## Work instruction
Print the data that follows again, keeping every line exact.

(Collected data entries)
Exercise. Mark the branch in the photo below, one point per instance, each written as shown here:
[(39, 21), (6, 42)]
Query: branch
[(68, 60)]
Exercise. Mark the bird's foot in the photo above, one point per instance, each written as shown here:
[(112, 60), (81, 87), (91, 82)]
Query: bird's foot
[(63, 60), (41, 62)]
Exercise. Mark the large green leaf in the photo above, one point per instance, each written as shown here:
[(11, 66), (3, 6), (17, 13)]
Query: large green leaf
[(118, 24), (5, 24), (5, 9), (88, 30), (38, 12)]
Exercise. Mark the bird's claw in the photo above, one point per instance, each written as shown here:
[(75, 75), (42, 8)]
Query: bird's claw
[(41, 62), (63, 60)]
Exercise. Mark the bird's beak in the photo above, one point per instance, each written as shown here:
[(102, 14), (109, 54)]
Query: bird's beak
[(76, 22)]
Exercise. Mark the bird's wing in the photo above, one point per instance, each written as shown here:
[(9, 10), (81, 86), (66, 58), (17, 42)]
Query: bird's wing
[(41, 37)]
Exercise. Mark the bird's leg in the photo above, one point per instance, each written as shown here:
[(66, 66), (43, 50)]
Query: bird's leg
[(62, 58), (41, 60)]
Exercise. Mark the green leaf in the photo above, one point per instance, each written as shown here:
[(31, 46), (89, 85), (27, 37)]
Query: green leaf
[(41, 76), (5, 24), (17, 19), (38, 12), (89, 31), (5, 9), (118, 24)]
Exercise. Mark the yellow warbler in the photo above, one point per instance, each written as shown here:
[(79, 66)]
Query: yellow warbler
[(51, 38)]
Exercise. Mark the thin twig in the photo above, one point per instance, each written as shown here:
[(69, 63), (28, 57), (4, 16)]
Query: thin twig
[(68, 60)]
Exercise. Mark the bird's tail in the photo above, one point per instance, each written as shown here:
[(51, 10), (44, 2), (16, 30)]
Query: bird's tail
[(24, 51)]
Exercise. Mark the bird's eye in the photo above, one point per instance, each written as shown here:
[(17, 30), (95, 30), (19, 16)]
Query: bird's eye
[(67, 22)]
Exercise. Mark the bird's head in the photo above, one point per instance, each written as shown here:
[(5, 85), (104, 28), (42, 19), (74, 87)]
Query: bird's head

## Response area
Exercise. Mark the branch in the photo below, one point per instance, each written as shown here:
[(39, 21), (6, 42)]
Query: branch
[(68, 60)]
Exercise. Mark the bird's foot in the photo above, one point per instance, each written as shown here:
[(112, 60), (81, 87), (91, 82)]
Query: bird's foot
[(63, 60), (41, 62)]
Exercise. Mark the large green leaf in the photo above, one point per instance, each written as shown here:
[(11, 66), (3, 6), (17, 13)]
Query: large green leaf
[(118, 24), (5, 24), (5, 9), (88, 30), (38, 12)]
Exercise. Mark the bird's claw in the photo above, one point per instance, each written as shown here:
[(75, 75), (42, 8)]
Query: bird's claw
[(41, 62), (63, 60)]
Exercise. Mark the bird's beak in the photo above, one point per instance, each written as shown here:
[(102, 14), (109, 54)]
Query: bird's beak
[(76, 22)]
Exercise. Mark the bird's wing in the photo above, one point per instance, each written as shown here:
[(9, 10), (81, 86), (66, 58), (17, 42)]
Query: bird's wing
[(41, 37)]
Exercise. Mark the bird's leg in the photo above, one point per instance, each written as shown here:
[(66, 66), (43, 50)]
Query: bird's leg
[(62, 58), (41, 60)]
Exercise. Mark the green leaf in the photo above, one point per instance, each written as shown here:
[(31, 46), (89, 85), (27, 37)]
Query: green leaf
[(41, 76), (5, 24), (17, 19), (38, 12), (89, 31), (5, 9), (118, 24)]
Exercise. Mark the yellow warbler in the photo above, one point per instance, each written as shown here:
[(79, 66)]
Query: yellow warbler
[(51, 38)]
Exercise. Mark the thin twig in the photo above, one point per instance, each written as shown here:
[(69, 63), (28, 57), (4, 16)]
Query: thin twig
[(68, 60)]
Exercise. Mark the bird's tail in the photo above, one point per instance, each written as shown here:
[(51, 10), (44, 2), (16, 30)]
Query: bird's tail
[(24, 51)]
Exercise. Mark the bird's eye in the photo above, one point per instance, each written as shown here:
[(17, 30), (95, 30), (19, 16)]
Query: bird's eye
[(67, 22)]
Exercise. Mark the bird's head in the photo above, one point per instance, each written as shown here:
[(5, 85), (104, 28), (42, 19), (74, 87)]
Query: bird's head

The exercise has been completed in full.